_GIVEN REQUEST A_
Express the records from the line containing "Thank you for the photograph above. Please mark the palm" through the end of the records as a JSON list of strings, one string per line, with blank lines left out.

_SOURCE PASSAGE_

One late night at Sir Richards Lounge, my friends and I encountered a gentleman. A man who-for the sake of anonymity- will be identified as “Carlos”.
Affable beyond belief, his confidence/friendliness exceeded the most polished Southern charm. Carlos bounced from bar to booth effortlessly buying drinks, shots and enthralling us with stories of life around the world. His past was written in entertainment; security guard, concierge and often protector of secrets.
When the talk made its way to music-as I always love conversations to do-Carlos drew us in with stories of concerts and rockstars. We listened as the drama of entering a secret world was impossible to resist.
Sitting around the table, the clanking of glasses had stopped, drinks went silent and cigarettes burned indifferent. We could only listen and imagine what Carlos saw.
That’s when I said it. I couldn’t avoid it. I had to ask, I had to know; what was the greatest concert he’d ever seen…in Pensacola? Not necessarily the best concert he’d ever witnessed (That would be too difficult or maybe too easy). I wanted to know who blew his mind in the city where we (or at least I) grew up.
I asked if I could interview him for an upcoming article. Carlos smiled, said “Yes” nodded and then started his story.
“The best concert I ever heard was Conway Twitty. And here’s why.” Carlos paused while the silence prompted his cue. (WARNING: slippery, rough language ahead)
“When the lights went out and the curtain dropped, his band came out and they were playing some kickin’ fuckin’ jazz! I mean jazz, real jazz. It wasn’t this bullshit that people play. It was real jazz and the drummer was looking at his baby that he picked out right before the stage and had her sitting down in the third row and he would take a stick and point it right at her while he was playing and he never missed a beat.” Carlos beat the table in rhythm.
“So then Conway Twitty came out, everybody was screaming-they’re still playing this jazz-so Conway Twitty grabs the microphone.” Carlos paused, “He goes up to a woman in the front row who was giving him roses and the band stops. BOOM! He looks down at this woman giving flowers and he goes,‘Hello, Darling…been a long time since I seen you!’ and the crowd went wild. The band starts playing after him. Panties were flying everywhere, man! And after that, it was just over. And that’s why that was the best concert I’ve ever seen in Pensacola. Because he fucking blew it out. He had the crowd like this in his hand.” Carlos opened his hand and then squeezed a fist.

_GIVEN REQUEST B_
Please name the performer whom Carlos calls the best concert he ever heard in the concert story.

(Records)
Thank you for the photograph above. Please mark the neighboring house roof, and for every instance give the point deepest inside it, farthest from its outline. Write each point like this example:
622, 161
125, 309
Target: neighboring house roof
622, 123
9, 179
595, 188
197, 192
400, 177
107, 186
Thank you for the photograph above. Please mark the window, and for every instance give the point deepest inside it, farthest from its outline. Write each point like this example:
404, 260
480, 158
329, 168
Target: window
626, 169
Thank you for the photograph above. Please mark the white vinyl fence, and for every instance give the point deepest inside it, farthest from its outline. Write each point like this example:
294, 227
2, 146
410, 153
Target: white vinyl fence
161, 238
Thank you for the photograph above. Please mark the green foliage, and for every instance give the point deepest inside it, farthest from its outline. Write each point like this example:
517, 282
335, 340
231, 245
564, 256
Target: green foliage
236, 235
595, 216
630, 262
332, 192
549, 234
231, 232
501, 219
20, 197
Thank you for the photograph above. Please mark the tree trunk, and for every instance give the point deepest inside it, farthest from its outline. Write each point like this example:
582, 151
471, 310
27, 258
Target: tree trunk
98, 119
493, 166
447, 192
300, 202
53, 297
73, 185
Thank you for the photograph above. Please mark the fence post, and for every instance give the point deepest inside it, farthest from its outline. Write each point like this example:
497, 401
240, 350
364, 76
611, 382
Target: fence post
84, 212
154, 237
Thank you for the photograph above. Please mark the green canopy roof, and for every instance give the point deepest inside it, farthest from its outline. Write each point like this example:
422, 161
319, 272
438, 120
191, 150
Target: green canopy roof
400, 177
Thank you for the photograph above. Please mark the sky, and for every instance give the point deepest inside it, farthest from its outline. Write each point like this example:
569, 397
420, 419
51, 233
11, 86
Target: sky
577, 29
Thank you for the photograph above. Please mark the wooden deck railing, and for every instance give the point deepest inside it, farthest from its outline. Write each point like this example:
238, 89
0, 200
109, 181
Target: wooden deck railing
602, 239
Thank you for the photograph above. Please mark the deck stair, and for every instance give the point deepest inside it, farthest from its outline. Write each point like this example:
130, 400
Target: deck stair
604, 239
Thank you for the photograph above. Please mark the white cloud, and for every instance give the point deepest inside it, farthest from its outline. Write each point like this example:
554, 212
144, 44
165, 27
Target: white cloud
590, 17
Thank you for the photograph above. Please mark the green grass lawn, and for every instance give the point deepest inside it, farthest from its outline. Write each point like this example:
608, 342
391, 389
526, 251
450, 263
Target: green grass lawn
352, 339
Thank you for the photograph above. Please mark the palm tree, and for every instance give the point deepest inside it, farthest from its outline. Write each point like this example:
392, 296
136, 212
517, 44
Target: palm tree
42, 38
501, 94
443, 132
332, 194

_EXERCISE RESULT A_
[
  "Thank you for the photograph above. Please mark the palm tree, and for every instance give the point deepest inside it, farthest from its outline. Write each point like this example:",
  "392, 296",
  "136, 212",
  "517, 44",
  "Target: palm tree",
  "42, 38",
  "501, 94",
  "443, 132",
  "332, 194"
]

_EXERCISE RESULT B_
Conway Twitty